● **WHAT THE TASK REQUIRES**
Reproduce the entries below verbatim, beginning with the line that contains "mustache in the photo above." and continuing through the last of the entries.

──────── PROVIDED ENTRIES ────────

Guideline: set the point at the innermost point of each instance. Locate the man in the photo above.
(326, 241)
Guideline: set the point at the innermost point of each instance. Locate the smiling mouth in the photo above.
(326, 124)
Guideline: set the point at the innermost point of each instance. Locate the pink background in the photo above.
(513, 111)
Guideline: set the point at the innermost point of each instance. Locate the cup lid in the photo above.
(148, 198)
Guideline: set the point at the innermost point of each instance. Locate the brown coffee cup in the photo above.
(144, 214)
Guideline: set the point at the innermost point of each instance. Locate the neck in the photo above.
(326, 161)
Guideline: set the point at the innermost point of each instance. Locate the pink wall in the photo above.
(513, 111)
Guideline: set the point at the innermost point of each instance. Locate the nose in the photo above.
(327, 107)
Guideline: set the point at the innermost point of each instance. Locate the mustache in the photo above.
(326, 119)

────────

● **WORKED ANSWER**
Guideline: set the point at the innermost point of each instance. Locate the mustache in the photo above.
(326, 119)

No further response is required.